• TASK DESCRIPTION: Please output exactly the run of lines that starts at the line with "as in (94,137)." and ends at the last line of the records below.

• Items from a data source:

※

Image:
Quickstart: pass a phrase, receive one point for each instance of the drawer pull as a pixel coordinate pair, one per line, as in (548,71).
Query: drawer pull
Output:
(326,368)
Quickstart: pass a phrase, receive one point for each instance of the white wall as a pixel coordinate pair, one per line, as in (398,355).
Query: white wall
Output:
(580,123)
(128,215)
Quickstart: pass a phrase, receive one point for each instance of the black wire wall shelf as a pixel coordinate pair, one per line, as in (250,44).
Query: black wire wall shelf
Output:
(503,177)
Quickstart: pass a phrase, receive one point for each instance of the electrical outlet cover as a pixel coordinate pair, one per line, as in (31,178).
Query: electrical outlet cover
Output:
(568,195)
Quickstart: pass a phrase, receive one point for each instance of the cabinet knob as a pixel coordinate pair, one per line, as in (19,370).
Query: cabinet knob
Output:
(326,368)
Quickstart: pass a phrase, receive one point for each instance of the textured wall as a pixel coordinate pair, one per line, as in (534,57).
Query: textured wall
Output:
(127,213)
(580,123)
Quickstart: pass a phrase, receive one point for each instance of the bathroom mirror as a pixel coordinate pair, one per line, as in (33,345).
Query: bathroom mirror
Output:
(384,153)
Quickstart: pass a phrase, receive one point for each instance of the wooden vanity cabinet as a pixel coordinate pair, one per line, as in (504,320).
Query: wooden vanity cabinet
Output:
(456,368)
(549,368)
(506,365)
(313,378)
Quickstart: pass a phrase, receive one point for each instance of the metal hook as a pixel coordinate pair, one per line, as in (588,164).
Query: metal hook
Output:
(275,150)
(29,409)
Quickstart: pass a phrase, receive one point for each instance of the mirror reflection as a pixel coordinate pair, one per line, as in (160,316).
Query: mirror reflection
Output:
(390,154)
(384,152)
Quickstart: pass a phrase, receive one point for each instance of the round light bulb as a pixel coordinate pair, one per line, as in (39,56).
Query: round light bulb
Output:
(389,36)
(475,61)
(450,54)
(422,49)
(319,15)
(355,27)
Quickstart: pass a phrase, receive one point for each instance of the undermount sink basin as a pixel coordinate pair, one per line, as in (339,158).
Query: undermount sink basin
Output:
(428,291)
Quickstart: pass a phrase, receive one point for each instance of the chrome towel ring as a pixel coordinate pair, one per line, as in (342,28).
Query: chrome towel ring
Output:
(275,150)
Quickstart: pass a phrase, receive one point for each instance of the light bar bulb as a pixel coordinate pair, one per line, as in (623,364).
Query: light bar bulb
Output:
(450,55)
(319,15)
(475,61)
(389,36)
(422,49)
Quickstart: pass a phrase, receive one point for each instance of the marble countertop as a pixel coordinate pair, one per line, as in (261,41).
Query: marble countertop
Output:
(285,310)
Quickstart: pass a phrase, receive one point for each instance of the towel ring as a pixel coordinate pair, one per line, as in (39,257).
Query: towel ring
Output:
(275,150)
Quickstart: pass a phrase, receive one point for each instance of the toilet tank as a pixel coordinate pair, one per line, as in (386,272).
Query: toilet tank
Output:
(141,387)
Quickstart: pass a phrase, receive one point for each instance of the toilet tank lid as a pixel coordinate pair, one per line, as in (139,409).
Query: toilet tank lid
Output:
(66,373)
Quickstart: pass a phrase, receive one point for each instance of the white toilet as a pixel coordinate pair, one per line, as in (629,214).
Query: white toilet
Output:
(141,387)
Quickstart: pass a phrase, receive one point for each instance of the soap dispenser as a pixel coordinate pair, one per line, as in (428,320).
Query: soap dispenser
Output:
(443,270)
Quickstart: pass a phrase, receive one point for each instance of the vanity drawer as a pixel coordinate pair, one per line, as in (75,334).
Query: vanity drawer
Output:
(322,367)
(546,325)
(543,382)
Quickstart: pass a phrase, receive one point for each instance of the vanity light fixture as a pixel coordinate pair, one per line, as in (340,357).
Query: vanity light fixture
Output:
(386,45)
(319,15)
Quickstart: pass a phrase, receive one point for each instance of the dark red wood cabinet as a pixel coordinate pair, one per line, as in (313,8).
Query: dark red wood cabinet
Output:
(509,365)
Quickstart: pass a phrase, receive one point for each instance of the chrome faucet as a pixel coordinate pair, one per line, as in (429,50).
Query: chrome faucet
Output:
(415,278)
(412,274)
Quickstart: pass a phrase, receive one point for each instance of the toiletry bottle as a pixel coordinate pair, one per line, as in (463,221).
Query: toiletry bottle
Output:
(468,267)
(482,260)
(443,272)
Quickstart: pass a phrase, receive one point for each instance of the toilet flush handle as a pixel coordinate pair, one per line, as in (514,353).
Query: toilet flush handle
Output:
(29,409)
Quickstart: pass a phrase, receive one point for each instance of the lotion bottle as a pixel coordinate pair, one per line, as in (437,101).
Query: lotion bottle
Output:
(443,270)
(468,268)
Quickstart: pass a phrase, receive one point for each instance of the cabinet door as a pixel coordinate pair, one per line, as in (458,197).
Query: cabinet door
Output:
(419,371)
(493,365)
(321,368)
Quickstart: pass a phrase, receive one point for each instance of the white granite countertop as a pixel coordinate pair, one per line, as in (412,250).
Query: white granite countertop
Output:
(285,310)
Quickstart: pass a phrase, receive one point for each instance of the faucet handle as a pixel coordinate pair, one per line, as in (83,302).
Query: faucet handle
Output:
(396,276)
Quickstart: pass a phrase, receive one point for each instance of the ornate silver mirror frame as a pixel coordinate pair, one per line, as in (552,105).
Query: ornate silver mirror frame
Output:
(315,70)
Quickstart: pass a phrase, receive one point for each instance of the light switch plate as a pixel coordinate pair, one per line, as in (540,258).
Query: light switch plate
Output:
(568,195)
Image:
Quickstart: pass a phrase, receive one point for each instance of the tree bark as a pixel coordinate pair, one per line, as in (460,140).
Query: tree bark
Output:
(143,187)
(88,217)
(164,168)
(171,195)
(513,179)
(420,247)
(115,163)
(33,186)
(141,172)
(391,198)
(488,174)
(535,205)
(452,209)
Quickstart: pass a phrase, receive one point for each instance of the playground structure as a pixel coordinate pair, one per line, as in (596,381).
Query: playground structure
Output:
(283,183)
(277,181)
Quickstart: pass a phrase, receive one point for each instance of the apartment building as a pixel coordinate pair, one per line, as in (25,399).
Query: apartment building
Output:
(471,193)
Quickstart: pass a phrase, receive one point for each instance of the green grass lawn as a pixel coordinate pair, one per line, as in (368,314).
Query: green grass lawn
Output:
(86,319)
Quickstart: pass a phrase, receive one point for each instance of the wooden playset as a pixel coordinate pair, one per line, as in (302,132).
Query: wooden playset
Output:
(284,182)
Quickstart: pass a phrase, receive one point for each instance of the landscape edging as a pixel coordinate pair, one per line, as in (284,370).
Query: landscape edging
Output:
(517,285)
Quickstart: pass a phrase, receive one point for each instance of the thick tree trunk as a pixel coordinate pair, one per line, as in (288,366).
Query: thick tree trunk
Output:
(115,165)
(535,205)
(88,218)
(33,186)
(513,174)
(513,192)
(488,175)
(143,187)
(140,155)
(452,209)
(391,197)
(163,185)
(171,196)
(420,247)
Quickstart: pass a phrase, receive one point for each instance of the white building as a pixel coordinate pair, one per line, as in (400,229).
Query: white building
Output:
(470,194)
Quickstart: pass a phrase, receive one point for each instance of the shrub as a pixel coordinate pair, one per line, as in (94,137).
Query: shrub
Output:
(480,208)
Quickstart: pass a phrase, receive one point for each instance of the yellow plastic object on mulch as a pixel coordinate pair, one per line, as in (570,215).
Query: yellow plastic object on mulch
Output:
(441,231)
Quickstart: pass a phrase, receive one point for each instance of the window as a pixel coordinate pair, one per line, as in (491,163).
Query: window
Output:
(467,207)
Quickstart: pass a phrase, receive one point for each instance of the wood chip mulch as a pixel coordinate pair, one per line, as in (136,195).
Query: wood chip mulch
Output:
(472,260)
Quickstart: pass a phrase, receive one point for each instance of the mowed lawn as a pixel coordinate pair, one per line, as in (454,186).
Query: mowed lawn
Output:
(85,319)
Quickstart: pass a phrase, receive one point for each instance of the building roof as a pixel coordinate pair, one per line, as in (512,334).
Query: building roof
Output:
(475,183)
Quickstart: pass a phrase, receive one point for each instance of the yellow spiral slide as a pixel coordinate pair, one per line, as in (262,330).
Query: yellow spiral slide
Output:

※

• COMPLETED EXERCISE:
Quickstart: pass a phrase, receive one point for each instance of the shrub as a pixel coordinate pair, one per line, as in (94,137).
Query: shrub
Output:
(480,208)
Quickstart: pass a phrase, receive one point for each instance of the yellow plastic object on mulch as a pixel coordinate pair, one per line, as in (570,215).
Query: yellow plastic object on mulch
Output:
(441,231)
Quickstart: pass a phrase, receive one point for each instance of the window as a pixel coordinate pair, one per line, as in (491,163).
Query: window
Output:
(467,207)
Quickstart: pass a phrase, receive one point for each instance of the wood chip mulch as a pixel coordinate pair, one per line, as in (136,195).
Query: wood chip mulch
Output:
(472,260)
Quickstart: pass a phrase, receive one point for each instance of the mowed lawn as a pixel coordinate pair, one per line, as in (454,186).
Query: mowed lawn
Output:
(85,319)
Quickstart: pass a phrase, receive one point for each instance of the building roof as a pixel coordinate pair, one per line, as in (512,334).
Query: building roof
Output:
(475,183)
Quickstart: pass a phrase, receive one point for each instance of the yellow spiral slide as a pixel coordinate pair, one per line, as in (262,330).
Query: yellow spiral slide
Output:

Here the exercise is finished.